Set down each entry from the block beneath, exactly as written.

====================

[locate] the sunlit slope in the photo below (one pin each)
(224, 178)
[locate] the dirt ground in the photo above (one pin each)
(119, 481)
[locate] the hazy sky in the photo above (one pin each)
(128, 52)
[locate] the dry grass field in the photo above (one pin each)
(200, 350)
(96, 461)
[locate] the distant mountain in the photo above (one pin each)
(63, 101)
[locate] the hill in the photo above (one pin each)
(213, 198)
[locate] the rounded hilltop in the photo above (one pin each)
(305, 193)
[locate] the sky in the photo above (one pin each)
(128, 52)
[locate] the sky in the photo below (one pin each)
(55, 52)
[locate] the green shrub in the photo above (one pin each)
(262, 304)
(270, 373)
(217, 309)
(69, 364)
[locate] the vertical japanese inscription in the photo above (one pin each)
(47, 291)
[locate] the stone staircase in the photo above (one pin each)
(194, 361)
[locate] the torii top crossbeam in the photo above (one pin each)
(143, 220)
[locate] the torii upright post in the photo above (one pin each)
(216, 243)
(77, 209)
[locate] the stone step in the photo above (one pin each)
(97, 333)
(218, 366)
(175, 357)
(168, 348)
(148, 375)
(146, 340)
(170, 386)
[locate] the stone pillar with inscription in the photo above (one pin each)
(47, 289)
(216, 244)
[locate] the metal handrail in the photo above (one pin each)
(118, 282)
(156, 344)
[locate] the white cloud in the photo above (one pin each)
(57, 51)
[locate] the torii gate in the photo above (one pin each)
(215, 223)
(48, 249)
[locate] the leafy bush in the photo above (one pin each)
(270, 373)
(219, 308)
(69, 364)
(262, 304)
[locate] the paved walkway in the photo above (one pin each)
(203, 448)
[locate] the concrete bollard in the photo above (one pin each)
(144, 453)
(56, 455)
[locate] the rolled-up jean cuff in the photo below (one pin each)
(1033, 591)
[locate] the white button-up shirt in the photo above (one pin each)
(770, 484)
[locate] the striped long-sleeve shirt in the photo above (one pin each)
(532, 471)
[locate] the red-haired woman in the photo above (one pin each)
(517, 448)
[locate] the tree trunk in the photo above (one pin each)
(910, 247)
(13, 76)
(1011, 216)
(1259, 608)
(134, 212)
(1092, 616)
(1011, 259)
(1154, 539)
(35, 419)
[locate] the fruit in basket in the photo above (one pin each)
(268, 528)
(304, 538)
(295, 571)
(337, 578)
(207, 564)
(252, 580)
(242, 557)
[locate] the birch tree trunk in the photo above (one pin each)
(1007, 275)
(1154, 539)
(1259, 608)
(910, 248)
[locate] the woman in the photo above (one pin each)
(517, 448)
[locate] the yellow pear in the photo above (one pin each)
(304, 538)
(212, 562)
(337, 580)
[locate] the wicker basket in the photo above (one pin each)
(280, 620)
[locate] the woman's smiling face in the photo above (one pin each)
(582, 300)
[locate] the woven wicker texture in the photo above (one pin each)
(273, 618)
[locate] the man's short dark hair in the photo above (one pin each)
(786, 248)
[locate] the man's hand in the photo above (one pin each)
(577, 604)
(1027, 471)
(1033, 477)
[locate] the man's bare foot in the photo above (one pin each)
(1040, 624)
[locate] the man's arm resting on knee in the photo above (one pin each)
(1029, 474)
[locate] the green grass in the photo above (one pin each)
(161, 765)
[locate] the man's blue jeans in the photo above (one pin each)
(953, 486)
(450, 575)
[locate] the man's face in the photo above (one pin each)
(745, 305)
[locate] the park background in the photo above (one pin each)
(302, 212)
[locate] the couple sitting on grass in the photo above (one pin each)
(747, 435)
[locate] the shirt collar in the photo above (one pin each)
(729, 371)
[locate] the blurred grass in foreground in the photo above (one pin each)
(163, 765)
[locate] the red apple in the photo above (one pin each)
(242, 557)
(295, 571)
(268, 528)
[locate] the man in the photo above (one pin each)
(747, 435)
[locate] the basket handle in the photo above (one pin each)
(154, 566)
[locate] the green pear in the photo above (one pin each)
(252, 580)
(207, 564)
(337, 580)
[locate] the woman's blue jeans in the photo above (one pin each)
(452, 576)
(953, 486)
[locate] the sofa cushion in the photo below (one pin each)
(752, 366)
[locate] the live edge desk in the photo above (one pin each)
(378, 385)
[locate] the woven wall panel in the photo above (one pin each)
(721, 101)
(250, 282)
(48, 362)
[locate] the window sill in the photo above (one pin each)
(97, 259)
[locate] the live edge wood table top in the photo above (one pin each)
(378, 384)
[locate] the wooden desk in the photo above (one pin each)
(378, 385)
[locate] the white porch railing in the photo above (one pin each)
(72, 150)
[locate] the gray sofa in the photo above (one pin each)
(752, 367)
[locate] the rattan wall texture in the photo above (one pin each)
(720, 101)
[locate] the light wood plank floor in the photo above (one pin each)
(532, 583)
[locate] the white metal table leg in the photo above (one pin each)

====================

• Final result
[locate] the sunlit slope in the photo below (one pin each)
(224, 178)
[locate] the dirt ground in the photo above (one pin each)
(119, 481)
[locate] the hazy sky in the photo above (one pin each)
(128, 52)
[locate] the dry grass field in the photo above (one pin each)
(200, 350)
(96, 461)
[locate] the distant mountain in the photo above (one pin each)
(63, 101)
[locate] the hill in the photo above (one pin each)
(213, 198)
[locate] the rounded hilltop in the photo above (one pin each)
(305, 193)
[locate] the sky in the photo above (one pin each)
(128, 52)
[locate] the sky in the photo below (one pin each)
(55, 52)
[locate] the green shrub in the photo above (one pin each)
(262, 304)
(270, 373)
(217, 309)
(69, 364)
[locate] the vertical japanese inscription in the photo above (one pin each)
(47, 291)
[locate] the stone staircase in the photo above (one pin each)
(194, 361)
[locate] the torii top crossbeam in the photo above (one pin each)
(143, 220)
[locate] the torii upright post in the photo above (one pin each)
(216, 243)
(77, 209)
[locate] the stone step in the photo above (one pin each)
(97, 333)
(218, 366)
(175, 357)
(168, 348)
(148, 375)
(146, 340)
(170, 386)
[locate] the stone pillar with inscription in the photo above (one pin each)
(47, 289)
(216, 244)
[locate] the metal handrail in the photo above (one pin each)
(118, 282)
(156, 344)
[locate] the white cloud in the photo above (one pin each)
(57, 51)
[locate] the torii gate in the photo above (one pin each)
(215, 223)
(48, 249)
[locate] the leafy bush in the photo above (one pin each)
(270, 373)
(219, 308)
(69, 364)
(262, 304)
[locate] the paved walkway in the photo above (one pin each)
(203, 448)
[locate] the concrete bollard in the photo above (one pin each)
(144, 453)
(56, 455)
[locate] the rolled-up jean cuff in the photo below (one pin each)
(1033, 591)
[locate] the white button-up shirt in the photo above (one pin each)
(770, 484)
[locate] the striped long-sleeve shirt in the photo above (one pin each)
(532, 471)
[locate] the red-haired woman in the photo above (one pin each)
(517, 448)
[locate] the tree trunk in the photo above (one pin each)
(910, 247)
(13, 76)
(1011, 216)
(1259, 608)
(134, 212)
(1092, 616)
(1011, 259)
(1154, 539)
(35, 419)
[locate] the fruit in basket in the photo above (one pin each)
(268, 528)
(304, 538)
(295, 571)
(337, 578)
(207, 564)
(252, 580)
(242, 557)
[locate] the birch tree trunk in the photo above (one pin each)
(1007, 275)
(1154, 539)
(1259, 608)
(910, 248)
[locate] the woman in the photo above (one pin each)
(517, 448)
[locate] the yellow pear in the photo above (one pin each)
(304, 538)
(212, 562)
(337, 580)
[locate] the wicker basket in the photo above (one pin each)
(280, 620)
[locate] the woman's smiling face in the photo above (one pin each)
(582, 300)
[locate] the woven wicker texture in the photo above (one pin each)
(273, 618)
[locate] the man's short dark hair in the photo above (one pin each)
(786, 248)
[locate] the man's hand in the photo above (one pin each)
(577, 604)
(1027, 471)
(1033, 477)
[locate] the man's bare foot in the photo above (one pin each)
(1040, 624)
[locate] the man's arm resting on knee in the photo above (one pin each)
(1029, 474)
[locate] the green grass in the photo above (one pin each)
(161, 765)
[locate] the man's blue jeans in the photo above (one pin each)
(953, 486)
(450, 575)
[locate] the man's face in the photo above (one pin each)
(745, 305)
[locate] the park background in the photo above (one pin each)
(302, 212)
[locate] the couple sitting on grass in the photo above (one pin each)
(747, 435)
[locate] the shirt collar in the photo above (one pin each)
(729, 371)
[locate] the blurred grass in foreground in the photo above (one pin each)
(163, 765)
[locate] the red apple in the photo above (one pin each)
(242, 557)
(295, 571)
(268, 528)
[locate] the man in the photo above (one pin each)
(747, 435)
[locate] the basket handle in the photo above (one pin each)
(154, 566)
[locate] the green pear in the photo above (one pin each)
(252, 580)
(207, 564)
(337, 580)
[locate] the woman's blue jeans in the photo above (one pin each)
(452, 576)
(953, 486)
[locate] the sofa cushion in the photo below (one pin each)
(752, 366)
[locate] the live edge desk in the photo above (one pin each)
(378, 385)
[locate] the woven wall panel in the photo above (one pin each)
(721, 101)
(250, 282)
(48, 362)
[locate] the window sill in the photo above (one pin each)
(97, 259)
[locate] the live edge wood table top in the photo above (one pin each)
(378, 384)
[locate] the wooden desk in the photo above (one pin each)
(378, 385)
[locate] the white porch railing in the photo above (one pin each)
(72, 150)
[locate] the gray sofa in the photo above (one pin each)
(752, 367)
[locate] the rattan wall texture in the photo above (one pin each)
(720, 101)
[locate] the light wood plank floor in the photo above (one pin each)
(532, 583)
[locate] the white metal table leg in the photo above (one pin each)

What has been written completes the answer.